- PROBLEM STATEMENT: Transcribe the records that follow, preserving every word.

━━━━

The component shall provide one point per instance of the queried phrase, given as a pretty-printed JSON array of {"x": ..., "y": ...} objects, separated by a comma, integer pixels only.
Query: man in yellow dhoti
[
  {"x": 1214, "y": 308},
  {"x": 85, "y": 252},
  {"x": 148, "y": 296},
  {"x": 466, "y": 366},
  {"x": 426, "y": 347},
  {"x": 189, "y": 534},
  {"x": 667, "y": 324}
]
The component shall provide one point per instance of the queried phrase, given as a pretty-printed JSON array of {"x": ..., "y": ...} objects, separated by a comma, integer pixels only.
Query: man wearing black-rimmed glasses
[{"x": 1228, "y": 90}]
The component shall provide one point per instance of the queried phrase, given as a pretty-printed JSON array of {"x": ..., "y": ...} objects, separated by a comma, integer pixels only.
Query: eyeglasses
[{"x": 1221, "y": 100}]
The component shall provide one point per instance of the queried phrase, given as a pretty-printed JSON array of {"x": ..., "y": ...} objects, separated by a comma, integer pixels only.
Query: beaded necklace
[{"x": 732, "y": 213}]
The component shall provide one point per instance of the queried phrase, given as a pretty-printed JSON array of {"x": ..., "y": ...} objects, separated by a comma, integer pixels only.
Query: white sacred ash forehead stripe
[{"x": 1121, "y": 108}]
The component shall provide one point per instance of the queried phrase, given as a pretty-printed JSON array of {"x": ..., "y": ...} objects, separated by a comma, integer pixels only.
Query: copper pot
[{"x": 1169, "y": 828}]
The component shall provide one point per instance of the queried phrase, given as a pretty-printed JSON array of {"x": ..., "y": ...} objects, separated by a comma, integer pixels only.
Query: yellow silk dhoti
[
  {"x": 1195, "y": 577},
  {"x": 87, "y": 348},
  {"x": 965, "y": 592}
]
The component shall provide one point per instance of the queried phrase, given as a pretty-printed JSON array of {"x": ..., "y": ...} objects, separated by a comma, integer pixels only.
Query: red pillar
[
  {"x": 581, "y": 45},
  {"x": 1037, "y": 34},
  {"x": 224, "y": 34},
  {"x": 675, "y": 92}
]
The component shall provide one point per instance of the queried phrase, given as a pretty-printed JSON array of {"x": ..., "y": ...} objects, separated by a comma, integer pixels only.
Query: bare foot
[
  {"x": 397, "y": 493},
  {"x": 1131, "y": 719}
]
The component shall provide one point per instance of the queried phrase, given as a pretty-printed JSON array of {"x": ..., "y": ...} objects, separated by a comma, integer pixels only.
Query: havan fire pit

━━━━

- WRITTEN RESPONSE:
The component shall provide one point per instance of the queried phrase, given as a pretty-printed JSON array of {"x": ..., "y": ...} objects, separated by a comma, integer pixels only.
Query: man in yellow dhoti
[
  {"x": 1214, "y": 308},
  {"x": 85, "y": 252},
  {"x": 148, "y": 296},
  {"x": 466, "y": 366},
  {"x": 426, "y": 347},
  {"x": 189, "y": 534},
  {"x": 667, "y": 324}
]
The component shall provide one point per instance of the queried phrase, given as a pretty-printed JSON array of {"x": ..., "y": ...} objects, separated by a comma, integer pixels only.
Query: man wearing black-rimmed glasses
[{"x": 1228, "y": 90}]
The component shall provide one point per instance of the queried phrase, given as a pretty-printed JSON array of {"x": ..., "y": ...} objects, separated by a comma, integer pixels only.
Query: eyeglasses
[{"x": 1221, "y": 100}]
The component shall provide one point per instance of the queried phrase, given as a pretty-printed JSON array of {"x": ..., "y": ...} objects, separated by a comma, integer pixels only.
Query: beaded necklace
[{"x": 732, "y": 213}]
The component shall provide one point per instance of the queried phrase, given as a pretty-printed JSON array of {"x": ..., "y": ...} objects, separated by a comma, integer pixels only.
Query: white sacred ash forehead stripe
[{"x": 1121, "y": 108}]
The component shall provide one point per instance of the queried phrase, given as a pretty-printed JSON array of {"x": ..., "y": ...} objects, separated by a comma, integer pixels only.
Query: copper pot
[{"x": 1169, "y": 828}]
The component shall provide one point per instance of the queried phrase, given as a pretty-printed JSON array of {"x": ..., "y": ...} objects, separated by a comma, integer pixels only.
Query: yellow silk dhoti
[
  {"x": 1195, "y": 577},
  {"x": 87, "y": 348},
  {"x": 965, "y": 592}
]
The component shall provide one point per instance of the queried phrase, given as a pretty-printed JSON array of {"x": ..., "y": ...} objects, separated by a comma, integer pixels only.
Query: red pillar
[
  {"x": 581, "y": 45},
  {"x": 1037, "y": 34},
  {"x": 224, "y": 34},
  {"x": 675, "y": 92}
]
The component shall provide one point per instance of the queried phrase, given as a pretty-printed JSON array of {"x": ..., "y": ...} objects, separated by a comma, integer pixels only.
Query: bare foot
[
  {"x": 397, "y": 493},
  {"x": 1131, "y": 719}
]
The component shall provide one point per instance of the queried phrase, given as a pretty-printed JSON array of {"x": ..., "y": ...} objects, separated by a comma, integer pixels only.
Query: havan fire pit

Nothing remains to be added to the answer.